◆ Text excerpt ◆
·····

WGU D105 Intermediate accounting (LIV1)
1. A company has a positive intent and the ability to hold a security until the date at which the principal is to be repaid. How should this security be classified on the balance sheet?
• Trading security
• Held-to-maturity security
• Equity security
• Available-for-sale security
2. How are unrecognized gains or losses treated for held-to-maturity securities?
• Recognized as an adjustment to retained earnings
• Recognized as net income
• Not recognized
• Recognized as other comprehensive income
3. Which valuation method should be used to record securities classified as available-for-sale?
• Fair value
• Acquisition cost plus interest
• Acquisition cost
• Amortized value
4. Which situation is recognized in a deferred tax valuation allowance account?
• Decrease in a deferred tax liability
• Increase in a deferred tax asset
• Decrease in a deferred tax asset
• Increase in a deferred tax liability
5. What is income tax payable?
• A company’s liability, based on profitability, that is paid in advance to the government
• A payment to a company, based on profitability, that is paid in advance from the government
• A payment to a company, based on profitability, to be paid from the government
• A company’s liability, based on profitability, to be paid to the government
6. Which characteristic is associated with taxable income?
• It is based on international financial reporting standards.
• It differs from accounting income due to timing differences.

·····

◆ Available data ◆
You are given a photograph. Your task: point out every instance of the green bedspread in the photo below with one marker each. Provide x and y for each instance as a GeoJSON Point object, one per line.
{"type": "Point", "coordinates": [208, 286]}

·····

◆ Task instructions ◆
- 1) Copy out the accounting quiz starting with "WGU D105 Intermediate" and going on through "classified as available-for-sale?".
- 2) Answer these from the accounting quiz:
(a) What course code appears in its header?
(b) Which option is listed first under the question about a security held until the principal is repaid?
(c) Under the question on valuing available-for-sale securities, which option directly follows "Fair value"?
- 3) Carry on the accounting quiz from its final line.

◆ The answers ◆
- 1)
WGU D105 Intermediate accounting (LIV1)
1. A company has a positive intent and the ability to hold a security until the date at which the principal is to be repaid. How should this security be classified on the balance sheet?
• Trading security
• Held-to-maturity security
• Equity security
• Available-for-sale security
2. How are unrecognized gains or losses treated for held-to-maturity securities?
• Recognized as an adjustment to retained earnings
• Recognized as net income
• Not recognized
• Recognized as other comprehensive income
3. Which valuation method should be used to record securities classified as available-for-sale?

- 2)
(a) D105
(b) Trading security
(c) Acquisition cost plus interest

- 3)
• It differs from accounting income due to allocation differences.
• It is based on generally accepted accounting principles.
7. Corporation A gains a 50% controlling interest in Corporation B. Which valuation method should be used to record the purchase?
• Consolidation
• Equity method
• Fair value method
• Amortized cost
8. Which valuation may be used for debt securities?
• Primarily-for-sale at amortized cost
• Held-to-maturity at fair value
• Trading securities at amortized cost
• Available-for-sale at fair value
9. A company purchased common stock which represents a 10% interest in another company. Which valuation method should be used to record this purchase?
• Historical cost
• Equity
• Fair value
• Consolidation
10. On August 1, Year 1, Company A acquired $1,500,000 face value 8% bonds of Company B at 105 plus accrued interest. Which amount should Company A report in the debt investments account?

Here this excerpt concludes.